**Exercise details**
Pictures aside, can you reproduce the records word for word?
= = =
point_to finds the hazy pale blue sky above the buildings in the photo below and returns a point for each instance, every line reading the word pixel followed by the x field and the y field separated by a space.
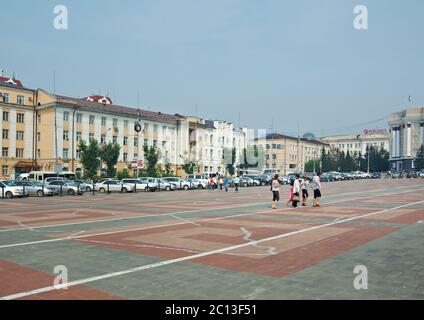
pixel 294 66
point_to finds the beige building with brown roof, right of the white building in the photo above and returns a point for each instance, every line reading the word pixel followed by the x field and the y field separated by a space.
pixel 287 154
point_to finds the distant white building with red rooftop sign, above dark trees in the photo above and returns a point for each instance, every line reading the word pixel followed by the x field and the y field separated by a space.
pixel 359 143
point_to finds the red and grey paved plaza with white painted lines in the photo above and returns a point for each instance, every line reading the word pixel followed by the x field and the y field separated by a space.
pixel 217 245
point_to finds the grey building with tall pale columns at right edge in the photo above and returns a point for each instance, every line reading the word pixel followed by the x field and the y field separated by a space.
pixel 406 137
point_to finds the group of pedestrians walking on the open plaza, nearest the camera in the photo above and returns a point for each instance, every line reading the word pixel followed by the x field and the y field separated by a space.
pixel 299 190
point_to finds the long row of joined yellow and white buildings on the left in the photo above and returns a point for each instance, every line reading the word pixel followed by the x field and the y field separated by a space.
pixel 40 130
= = =
**Response**
point_to finds the hazy pale blue sky above the buildings in the photo below and returns a point for each instance, every line reading the word pixel followed by the x field and the y field separated by a space.
pixel 294 66
point_to finds the beige building with brown roof, right of the white building in the photo above and returns a point for each instance, every line reading the word pixel followed by the x field and the y field separated by a space.
pixel 287 154
point_to finds the distant white building with red rooftop sign, above dark trees in the photo above and returns a point for each instance, every line reading the word pixel followed by the x field and the y field separated by a space.
pixel 359 143
point_to finds the red and grey paved plaza with white painted lines in the photo above and returns a point for each instance, every line reading the word pixel followed by the x field and the y field separated by a space.
pixel 217 245
point_to finds the grey building with tall pale columns at right edge in the photo above and returns a point for each instance, every line reading the word pixel followed by the x field and the y field separated by a space.
pixel 406 137
point_to finds the group of pedestrians walking on the open plaza, nearest the camera in the photo above and returns a point for each instance, every line reading the word pixel followed by the x field and the y field separated by a space.
pixel 299 190
point_to finds the long row of joined yellow and white buildings on the left in the photo above and returns a point for each instance, every line reading the word pixel followed by the x field and the y field separated by a space.
pixel 40 130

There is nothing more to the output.